• WORK REQUIRED
Find every line in the data below that contains the word "floral", and copy each of those lines in full.

• Point annotations for photos
_ _ _
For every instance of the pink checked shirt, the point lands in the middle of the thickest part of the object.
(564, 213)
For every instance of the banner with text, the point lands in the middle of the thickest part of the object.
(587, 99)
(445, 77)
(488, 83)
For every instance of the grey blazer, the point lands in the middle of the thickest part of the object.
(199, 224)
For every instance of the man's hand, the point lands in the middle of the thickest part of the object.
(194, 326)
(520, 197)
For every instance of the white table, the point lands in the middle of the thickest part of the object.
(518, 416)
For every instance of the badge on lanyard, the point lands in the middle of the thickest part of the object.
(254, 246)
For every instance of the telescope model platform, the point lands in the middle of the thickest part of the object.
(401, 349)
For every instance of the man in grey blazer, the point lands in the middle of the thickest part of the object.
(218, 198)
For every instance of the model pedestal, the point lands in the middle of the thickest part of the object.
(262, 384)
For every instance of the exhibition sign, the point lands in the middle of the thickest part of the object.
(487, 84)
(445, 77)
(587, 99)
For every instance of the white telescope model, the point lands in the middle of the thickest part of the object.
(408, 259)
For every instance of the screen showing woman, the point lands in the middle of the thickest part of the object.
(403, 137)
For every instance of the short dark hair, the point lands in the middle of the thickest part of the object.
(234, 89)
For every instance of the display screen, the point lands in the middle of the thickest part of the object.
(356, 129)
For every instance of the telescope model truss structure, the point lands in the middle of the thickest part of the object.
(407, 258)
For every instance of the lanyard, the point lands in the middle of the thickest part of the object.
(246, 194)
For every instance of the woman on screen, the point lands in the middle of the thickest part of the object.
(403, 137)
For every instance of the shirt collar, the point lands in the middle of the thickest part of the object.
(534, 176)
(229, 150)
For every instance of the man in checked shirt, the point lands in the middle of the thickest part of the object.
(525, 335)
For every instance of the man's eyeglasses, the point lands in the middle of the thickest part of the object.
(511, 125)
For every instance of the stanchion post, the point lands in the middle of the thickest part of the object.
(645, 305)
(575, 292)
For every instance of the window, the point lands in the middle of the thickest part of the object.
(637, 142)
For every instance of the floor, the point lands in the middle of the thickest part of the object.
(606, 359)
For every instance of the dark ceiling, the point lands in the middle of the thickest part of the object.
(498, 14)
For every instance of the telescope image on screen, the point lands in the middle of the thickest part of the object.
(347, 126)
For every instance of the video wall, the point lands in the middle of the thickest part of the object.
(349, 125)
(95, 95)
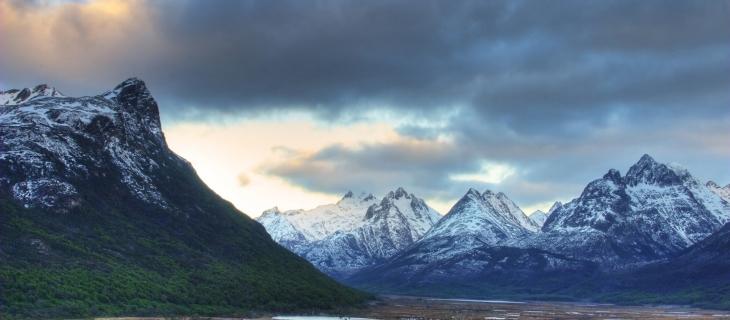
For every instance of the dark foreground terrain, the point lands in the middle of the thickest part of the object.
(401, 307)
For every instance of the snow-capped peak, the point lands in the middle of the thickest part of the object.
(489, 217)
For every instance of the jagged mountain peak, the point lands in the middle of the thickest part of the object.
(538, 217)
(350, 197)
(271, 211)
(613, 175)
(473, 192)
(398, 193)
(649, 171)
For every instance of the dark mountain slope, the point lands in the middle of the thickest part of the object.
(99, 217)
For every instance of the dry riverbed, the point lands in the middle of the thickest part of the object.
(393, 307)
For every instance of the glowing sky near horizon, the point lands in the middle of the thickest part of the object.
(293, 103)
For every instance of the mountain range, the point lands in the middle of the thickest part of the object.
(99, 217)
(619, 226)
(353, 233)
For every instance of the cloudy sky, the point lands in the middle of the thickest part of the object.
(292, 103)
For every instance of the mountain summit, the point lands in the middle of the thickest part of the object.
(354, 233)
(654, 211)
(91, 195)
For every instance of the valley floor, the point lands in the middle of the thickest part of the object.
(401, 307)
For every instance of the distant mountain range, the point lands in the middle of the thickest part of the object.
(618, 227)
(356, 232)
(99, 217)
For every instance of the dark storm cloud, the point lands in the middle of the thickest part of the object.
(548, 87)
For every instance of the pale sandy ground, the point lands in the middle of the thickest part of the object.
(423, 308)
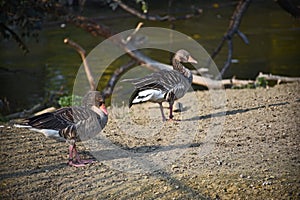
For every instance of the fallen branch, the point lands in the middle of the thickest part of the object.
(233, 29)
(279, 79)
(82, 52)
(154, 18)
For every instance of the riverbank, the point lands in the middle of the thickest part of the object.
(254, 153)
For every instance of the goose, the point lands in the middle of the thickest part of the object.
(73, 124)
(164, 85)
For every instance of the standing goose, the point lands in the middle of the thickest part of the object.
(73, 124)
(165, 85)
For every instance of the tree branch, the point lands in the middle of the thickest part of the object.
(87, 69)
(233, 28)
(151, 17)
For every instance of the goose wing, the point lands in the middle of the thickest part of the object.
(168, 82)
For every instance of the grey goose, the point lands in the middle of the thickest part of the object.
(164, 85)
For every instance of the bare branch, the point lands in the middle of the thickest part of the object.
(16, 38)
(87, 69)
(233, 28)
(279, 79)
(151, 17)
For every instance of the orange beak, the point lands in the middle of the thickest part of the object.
_ _ _
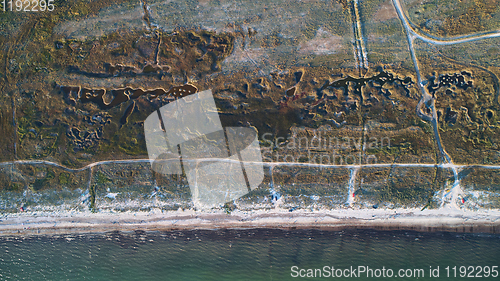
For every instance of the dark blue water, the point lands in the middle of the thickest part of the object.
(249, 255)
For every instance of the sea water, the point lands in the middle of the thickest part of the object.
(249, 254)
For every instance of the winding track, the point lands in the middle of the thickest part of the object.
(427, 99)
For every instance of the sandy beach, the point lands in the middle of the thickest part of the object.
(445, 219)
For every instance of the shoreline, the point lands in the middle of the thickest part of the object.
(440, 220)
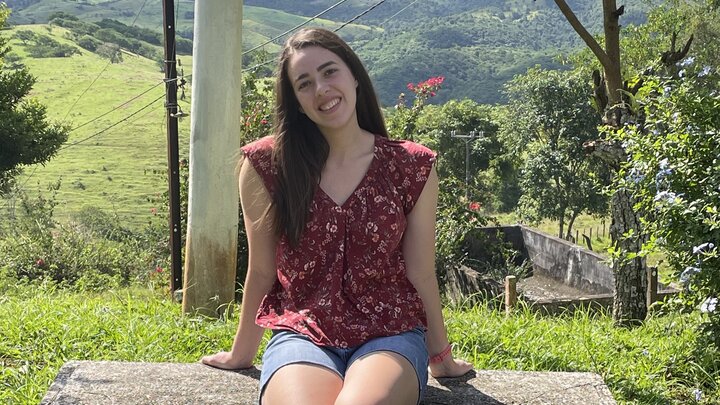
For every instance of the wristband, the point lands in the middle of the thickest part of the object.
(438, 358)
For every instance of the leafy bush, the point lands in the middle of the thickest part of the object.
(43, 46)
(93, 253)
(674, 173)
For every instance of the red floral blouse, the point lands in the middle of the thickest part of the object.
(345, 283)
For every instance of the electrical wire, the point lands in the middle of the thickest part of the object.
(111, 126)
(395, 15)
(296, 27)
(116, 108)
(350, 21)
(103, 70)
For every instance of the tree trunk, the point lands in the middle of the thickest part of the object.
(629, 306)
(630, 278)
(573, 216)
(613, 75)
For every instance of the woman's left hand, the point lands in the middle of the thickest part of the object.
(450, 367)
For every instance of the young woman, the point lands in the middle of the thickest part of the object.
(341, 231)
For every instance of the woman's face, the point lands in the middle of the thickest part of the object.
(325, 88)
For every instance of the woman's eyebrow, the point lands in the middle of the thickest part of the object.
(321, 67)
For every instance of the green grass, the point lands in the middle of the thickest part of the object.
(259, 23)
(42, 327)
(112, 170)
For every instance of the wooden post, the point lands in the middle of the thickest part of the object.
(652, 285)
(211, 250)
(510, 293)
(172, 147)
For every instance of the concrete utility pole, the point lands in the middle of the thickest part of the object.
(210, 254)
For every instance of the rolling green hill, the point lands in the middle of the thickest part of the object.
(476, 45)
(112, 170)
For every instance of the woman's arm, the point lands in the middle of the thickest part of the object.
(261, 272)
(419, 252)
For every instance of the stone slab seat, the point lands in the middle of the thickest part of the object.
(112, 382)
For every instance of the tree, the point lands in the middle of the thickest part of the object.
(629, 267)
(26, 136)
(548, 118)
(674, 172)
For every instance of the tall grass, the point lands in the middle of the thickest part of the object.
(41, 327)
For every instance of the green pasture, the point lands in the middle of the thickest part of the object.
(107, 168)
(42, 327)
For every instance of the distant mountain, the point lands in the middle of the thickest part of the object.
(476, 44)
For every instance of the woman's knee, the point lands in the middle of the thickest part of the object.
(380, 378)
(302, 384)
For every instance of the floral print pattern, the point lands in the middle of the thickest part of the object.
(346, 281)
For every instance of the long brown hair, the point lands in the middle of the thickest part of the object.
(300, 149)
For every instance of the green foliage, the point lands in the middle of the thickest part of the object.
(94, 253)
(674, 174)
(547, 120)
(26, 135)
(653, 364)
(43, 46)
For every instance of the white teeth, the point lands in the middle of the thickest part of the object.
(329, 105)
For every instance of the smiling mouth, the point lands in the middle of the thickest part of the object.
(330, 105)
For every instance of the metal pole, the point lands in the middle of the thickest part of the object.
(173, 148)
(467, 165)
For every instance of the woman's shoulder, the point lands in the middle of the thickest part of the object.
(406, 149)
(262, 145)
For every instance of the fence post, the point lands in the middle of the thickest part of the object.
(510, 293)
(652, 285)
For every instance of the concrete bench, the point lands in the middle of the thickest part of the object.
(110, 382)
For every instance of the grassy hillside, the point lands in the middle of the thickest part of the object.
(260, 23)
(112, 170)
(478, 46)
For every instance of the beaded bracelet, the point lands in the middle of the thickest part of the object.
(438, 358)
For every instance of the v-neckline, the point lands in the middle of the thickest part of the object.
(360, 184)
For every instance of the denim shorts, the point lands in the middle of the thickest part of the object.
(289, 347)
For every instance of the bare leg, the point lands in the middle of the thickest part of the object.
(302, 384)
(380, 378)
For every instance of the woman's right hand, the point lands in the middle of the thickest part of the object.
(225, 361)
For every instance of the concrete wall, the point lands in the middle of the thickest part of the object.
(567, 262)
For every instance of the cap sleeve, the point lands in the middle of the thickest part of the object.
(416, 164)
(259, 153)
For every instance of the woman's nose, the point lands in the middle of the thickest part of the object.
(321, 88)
_ _ _
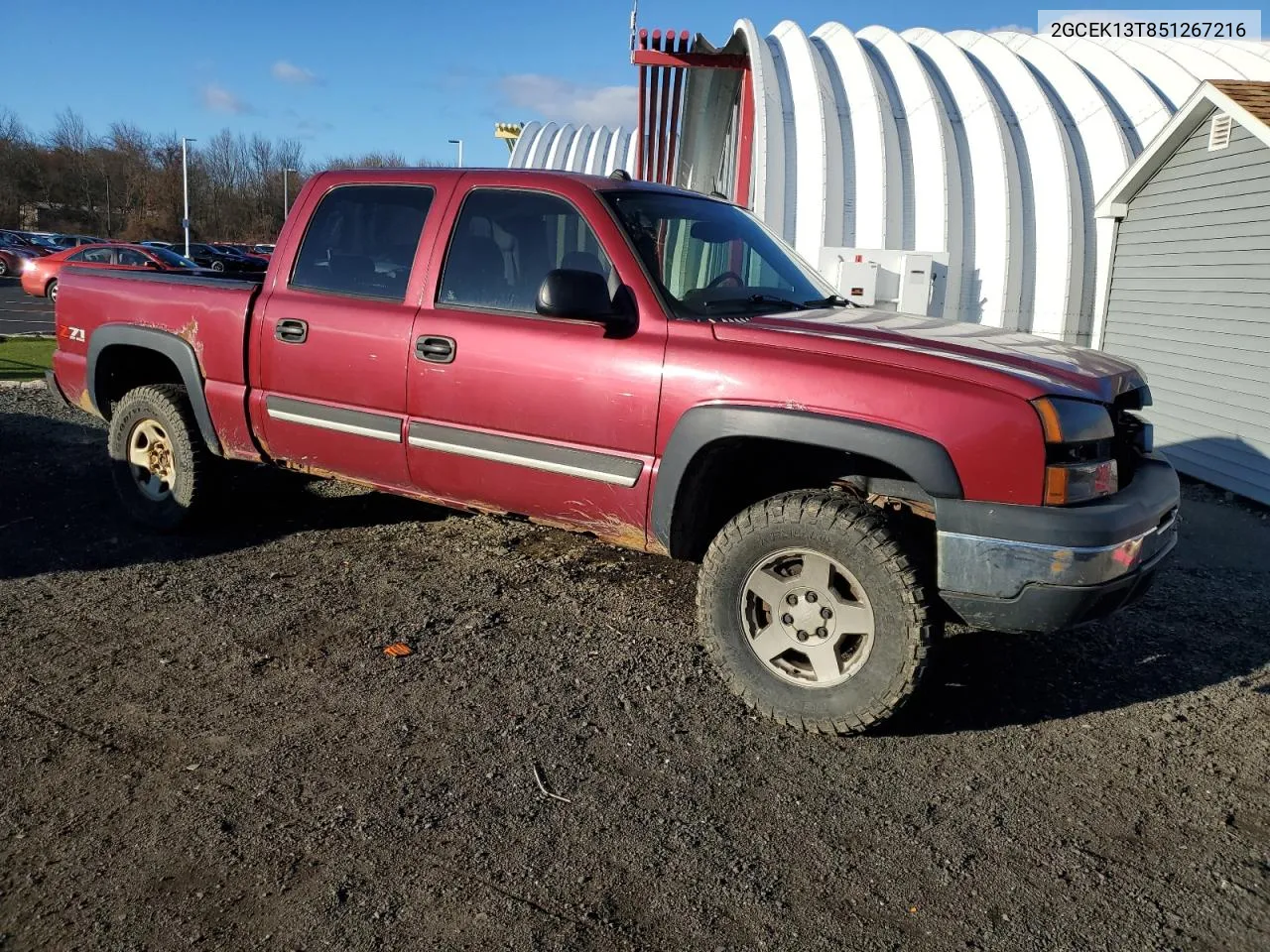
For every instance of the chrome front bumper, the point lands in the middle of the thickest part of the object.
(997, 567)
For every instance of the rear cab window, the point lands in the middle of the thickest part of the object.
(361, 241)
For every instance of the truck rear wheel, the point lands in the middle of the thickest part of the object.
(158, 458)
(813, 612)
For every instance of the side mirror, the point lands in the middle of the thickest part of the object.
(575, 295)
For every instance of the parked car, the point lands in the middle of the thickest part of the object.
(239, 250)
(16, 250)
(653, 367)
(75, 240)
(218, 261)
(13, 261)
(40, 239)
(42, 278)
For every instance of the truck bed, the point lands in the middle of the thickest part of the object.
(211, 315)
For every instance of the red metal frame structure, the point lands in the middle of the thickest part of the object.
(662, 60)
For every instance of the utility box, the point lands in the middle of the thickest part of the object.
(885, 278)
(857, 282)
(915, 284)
_ _ _
• WORKED ANSWER
For every instance of the red floral blouse, the point lands in the middle of the thickest part of the object.
For every instance of the floral print pattern, the point lands in the middle of the thickest part of the object.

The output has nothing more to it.